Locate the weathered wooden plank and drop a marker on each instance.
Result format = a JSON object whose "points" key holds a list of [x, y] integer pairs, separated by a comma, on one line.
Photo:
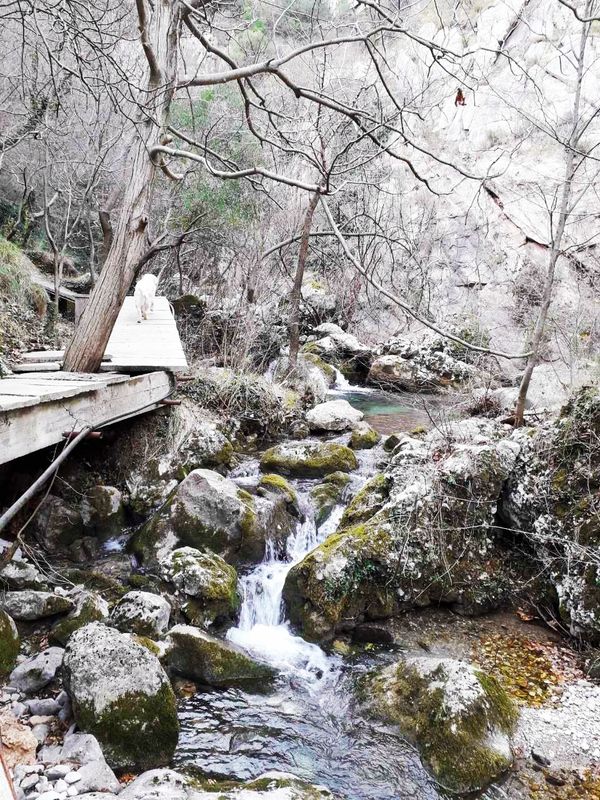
{"points": [[40, 366], [32, 428], [151, 344]]}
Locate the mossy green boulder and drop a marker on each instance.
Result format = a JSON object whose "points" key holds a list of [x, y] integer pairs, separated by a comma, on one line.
{"points": [[206, 585], [121, 694], [89, 607], [207, 512], [460, 718], [9, 643], [364, 437], [327, 495], [196, 654], [308, 459]]}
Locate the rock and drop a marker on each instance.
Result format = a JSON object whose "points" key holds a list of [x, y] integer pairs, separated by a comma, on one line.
{"points": [[119, 690], [102, 511], [143, 613], [89, 607], [57, 525], [272, 484], [21, 574], [308, 459], [335, 415], [396, 538], [9, 643], [210, 512], [46, 706], [364, 437], [459, 717], [206, 581], [19, 745], [203, 658], [29, 604], [327, 495], [37, 671]]}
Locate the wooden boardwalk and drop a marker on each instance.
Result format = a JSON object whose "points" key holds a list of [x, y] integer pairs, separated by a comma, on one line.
{"points": [[37, 408]]}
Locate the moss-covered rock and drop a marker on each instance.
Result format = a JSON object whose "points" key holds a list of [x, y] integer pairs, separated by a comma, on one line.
{"points": [[460, 718], [197, 655], [272, 484], [89, 607], [399, 535], [364, 437], [208, 511], [308, 459], [206, 584], [102, 511], [121, 694], [9, 644], [327, 495]]}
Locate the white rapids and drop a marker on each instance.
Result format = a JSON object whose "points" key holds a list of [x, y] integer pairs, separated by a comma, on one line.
{"points": [[262, 629]]}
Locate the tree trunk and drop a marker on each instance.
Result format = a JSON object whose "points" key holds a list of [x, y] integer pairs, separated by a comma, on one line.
{"points": [[159, 28], [296, 293]]}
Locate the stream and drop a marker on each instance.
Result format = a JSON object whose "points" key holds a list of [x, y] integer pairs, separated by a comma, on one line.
{"points": [[307, 723]]}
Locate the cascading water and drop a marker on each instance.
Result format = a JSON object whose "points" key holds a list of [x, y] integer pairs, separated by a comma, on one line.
{"points": [[262, 629]]}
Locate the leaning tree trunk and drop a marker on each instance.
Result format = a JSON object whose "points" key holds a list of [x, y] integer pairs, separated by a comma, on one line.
{"points": [[159, 32], [296, 293]]}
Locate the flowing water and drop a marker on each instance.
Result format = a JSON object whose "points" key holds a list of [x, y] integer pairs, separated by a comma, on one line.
{"points": [[308, 722]]}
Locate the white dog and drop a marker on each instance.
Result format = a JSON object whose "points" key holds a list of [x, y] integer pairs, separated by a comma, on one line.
{"points": [[145, 291]]}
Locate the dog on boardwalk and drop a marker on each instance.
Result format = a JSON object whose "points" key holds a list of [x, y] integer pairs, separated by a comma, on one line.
{"points": [[144, 294]]}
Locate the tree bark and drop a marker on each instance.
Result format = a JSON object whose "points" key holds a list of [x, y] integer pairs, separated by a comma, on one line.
{"points": [[296, 293], [159, 30]]}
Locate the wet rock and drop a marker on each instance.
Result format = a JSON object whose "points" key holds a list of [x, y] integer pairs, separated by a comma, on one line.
{"points": [[364, 437], [118, 690], [327, 495], [19, 745], [308, 459], [37, 671], [102, 511], [334, 415], [208, 660], [143, 613], [206, 581], [89, 607], [29, 604], [390, 553], [207, 511], [460, 718], [9, 643]]}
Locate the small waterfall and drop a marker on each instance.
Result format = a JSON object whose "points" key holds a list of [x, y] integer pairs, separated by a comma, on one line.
{"points": [[262, 629]]}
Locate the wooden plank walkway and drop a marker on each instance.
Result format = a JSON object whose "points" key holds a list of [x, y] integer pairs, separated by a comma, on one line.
{"points": [[36, 409], [149, 345]]}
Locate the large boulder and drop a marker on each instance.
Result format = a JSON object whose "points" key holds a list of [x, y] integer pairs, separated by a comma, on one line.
{"points": [[30, 605], [57, 525], [102, 511], [421, 533], [308, 459], [206, 583], [37, 671], [143, 613], [89, 607], [210, 512], [197, 655], [9, 643], [552, 501], [121, 694], [334, 415], [460, 718]]}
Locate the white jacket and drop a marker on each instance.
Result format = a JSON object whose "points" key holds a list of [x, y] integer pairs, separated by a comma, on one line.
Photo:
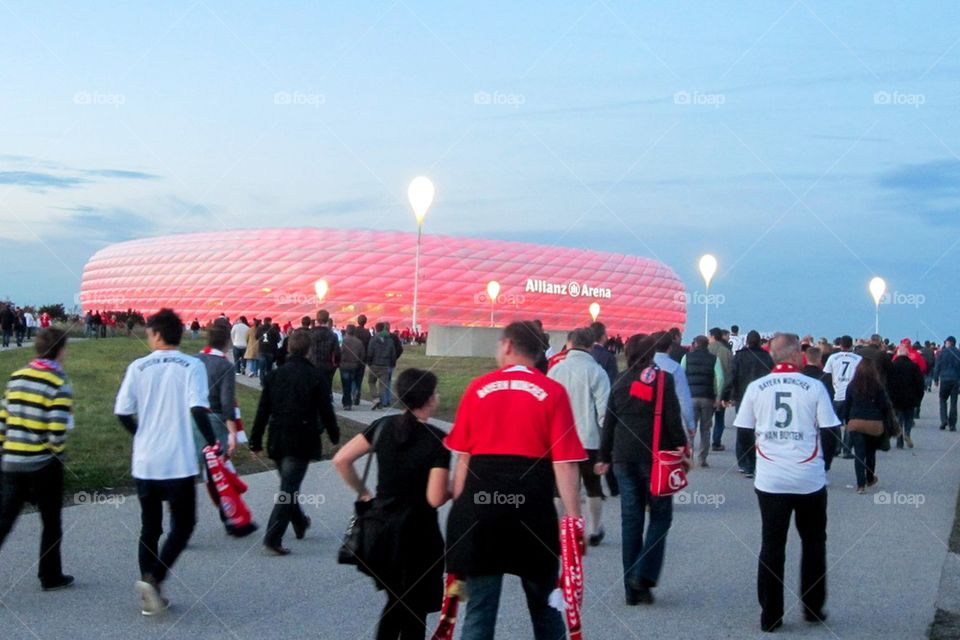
{"points": [[588, 386]]}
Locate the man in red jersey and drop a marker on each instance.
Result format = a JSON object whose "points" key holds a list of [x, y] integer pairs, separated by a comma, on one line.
{"points": [[516, 438]]}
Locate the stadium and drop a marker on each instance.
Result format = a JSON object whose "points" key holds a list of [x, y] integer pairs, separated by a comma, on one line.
{"points": [[286, 273]]}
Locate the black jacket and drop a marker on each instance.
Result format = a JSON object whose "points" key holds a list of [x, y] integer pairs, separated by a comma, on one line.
{"points": [[701, 376], [297, 402], [749, 364], [905, 384]]}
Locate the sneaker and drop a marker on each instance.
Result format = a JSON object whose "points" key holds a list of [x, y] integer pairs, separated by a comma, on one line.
{"points": [[153, 602], [62, 583]]}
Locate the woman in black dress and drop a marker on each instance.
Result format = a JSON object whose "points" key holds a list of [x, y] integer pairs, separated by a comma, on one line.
{"points": [[412, 482]]}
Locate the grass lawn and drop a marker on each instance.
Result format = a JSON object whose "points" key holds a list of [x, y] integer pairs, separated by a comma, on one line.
{"points": [[98, 451]]}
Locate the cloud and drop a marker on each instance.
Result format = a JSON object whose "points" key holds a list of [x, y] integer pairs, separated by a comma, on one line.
{"points": [[40, 181]]}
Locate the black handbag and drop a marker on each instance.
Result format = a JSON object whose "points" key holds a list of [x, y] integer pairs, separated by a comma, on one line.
{"points": [[361, 532]]}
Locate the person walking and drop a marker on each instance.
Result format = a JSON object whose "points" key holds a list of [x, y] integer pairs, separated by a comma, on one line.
{"points": [[382, 358], [352, 355], [413, 471], [718, 347], [865, 409], [167, 392], [297, 404], [35, 419], [627, 444], [905, 386], [705, 377], [238, 337], [516, 443], [946, 375], [588, 387], [787, 410]]}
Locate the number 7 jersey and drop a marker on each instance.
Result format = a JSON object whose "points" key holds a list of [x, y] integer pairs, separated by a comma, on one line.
{"points": [[787, 410]]}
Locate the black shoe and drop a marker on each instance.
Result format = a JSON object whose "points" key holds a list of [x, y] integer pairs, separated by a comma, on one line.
{"points": [[770, 627], [300, 531], [596, 538], [61, 583], [278, 550], [814, 617]]}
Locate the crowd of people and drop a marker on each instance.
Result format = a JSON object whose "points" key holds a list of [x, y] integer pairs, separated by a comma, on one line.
{"points": [[525, 438]]}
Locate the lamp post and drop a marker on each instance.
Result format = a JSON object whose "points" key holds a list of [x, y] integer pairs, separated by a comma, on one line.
{"points": [[877, 288], [493, 290], [708, 267], [420, 193]]}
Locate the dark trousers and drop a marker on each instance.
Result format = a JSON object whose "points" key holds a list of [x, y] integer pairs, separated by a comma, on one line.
{"points": [[746, 450], [238, 361], [642, 554], [948, 391], [480, 619], [44, 487], [286, 507], [401, 620], [181, 494], [811, 521], [865, 456]]}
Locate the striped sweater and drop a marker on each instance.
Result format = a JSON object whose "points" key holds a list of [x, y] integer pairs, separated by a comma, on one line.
{"points": [[35, 416]]}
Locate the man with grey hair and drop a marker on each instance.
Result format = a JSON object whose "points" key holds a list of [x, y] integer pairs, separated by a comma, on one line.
{"points": [[787, 410]]}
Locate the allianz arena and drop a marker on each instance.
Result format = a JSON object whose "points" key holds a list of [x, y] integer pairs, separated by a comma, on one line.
{"points": [[275, 273]]}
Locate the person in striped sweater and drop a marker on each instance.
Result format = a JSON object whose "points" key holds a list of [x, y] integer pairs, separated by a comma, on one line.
{"points": [[34, 420]]}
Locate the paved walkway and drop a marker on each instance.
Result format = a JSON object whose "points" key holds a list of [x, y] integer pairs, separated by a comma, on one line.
{"points": [[886, 550]]}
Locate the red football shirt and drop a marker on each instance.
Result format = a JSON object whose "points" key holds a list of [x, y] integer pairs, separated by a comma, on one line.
{"points": [[516, 411]]}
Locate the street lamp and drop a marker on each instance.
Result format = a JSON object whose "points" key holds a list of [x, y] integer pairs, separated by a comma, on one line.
{"points": [[877, 288], [420, 193], [493, 290], [708, 267]]}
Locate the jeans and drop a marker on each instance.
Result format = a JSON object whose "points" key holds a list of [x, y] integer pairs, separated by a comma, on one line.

----------------------------------------

WHAT YOU HAVE TO DO:
Among the entries above, locate the lines containing "Locate the black handbag" and "Locate the number", and transcribe exactly those two lines and all lines between.

OUTPUT BELOW:
Locate the black handbag and drop a marker on each instance.
Result format = a JSON object whose "points" key holds a list of [x, y] integer pairs, separated by a comma, on one line.
{"points": [[361, 532]]}
Locate the person walking and drop a marker on each instance.
Result format = a JSON object whose "points" key holds a list of [x, y] integer pairs, separated by a comma, on one line.
{"points": [[382, 358], [352, 355], [413, 471], [718, 347], [865, 409], [167, 392], [297, 404], [35, 419], [627, 444], [905, 386], [705, 377], [238, 337], [516, 443], [946, 375], [588, 387], [787, 410]]}
Locate the number 7 jersey and drop a marker on each instance.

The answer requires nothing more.